*DIRECTIONS FOR THIS TASK*.
Report each line below that contains the word "black", copying every such line in full.

*RECORDS FOR THE EXERCISE*.
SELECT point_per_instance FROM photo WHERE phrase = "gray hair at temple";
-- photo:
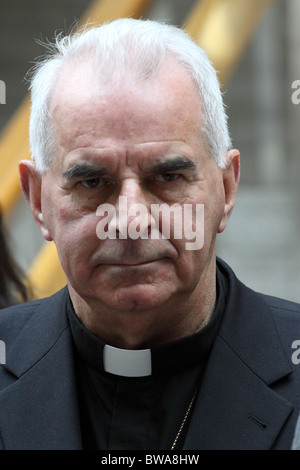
(140, 47)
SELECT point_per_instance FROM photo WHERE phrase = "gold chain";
(184, 420)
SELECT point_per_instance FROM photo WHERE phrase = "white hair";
(142, 46)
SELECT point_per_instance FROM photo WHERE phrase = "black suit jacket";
(249, 398)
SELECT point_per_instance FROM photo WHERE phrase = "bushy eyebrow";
(84, 171)
(173, 164)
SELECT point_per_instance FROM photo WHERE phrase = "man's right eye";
(92, 183)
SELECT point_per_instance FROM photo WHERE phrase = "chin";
(136, 299)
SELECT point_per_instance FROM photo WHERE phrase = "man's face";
(144, 142)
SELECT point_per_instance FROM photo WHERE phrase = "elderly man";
(153, 343)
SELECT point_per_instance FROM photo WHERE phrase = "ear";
(231, 177)
(31, 184)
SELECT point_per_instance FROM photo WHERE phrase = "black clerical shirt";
(141, 413)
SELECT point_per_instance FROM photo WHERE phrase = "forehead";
(88, 111)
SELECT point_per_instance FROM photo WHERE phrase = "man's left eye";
(92, 183)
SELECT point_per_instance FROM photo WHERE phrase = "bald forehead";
(81, 80)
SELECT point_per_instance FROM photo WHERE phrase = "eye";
(92, 183)
(167, 177)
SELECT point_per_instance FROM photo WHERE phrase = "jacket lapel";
(45, 388)
(236, 407)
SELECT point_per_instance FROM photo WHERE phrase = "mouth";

*THE OUTPUT*.
SELECT point_per_instance FROM photo WHERE phrase = "black suit jacket";
SELECT point_per_instance FROM photo WHERE phrase = "black clerical shirt";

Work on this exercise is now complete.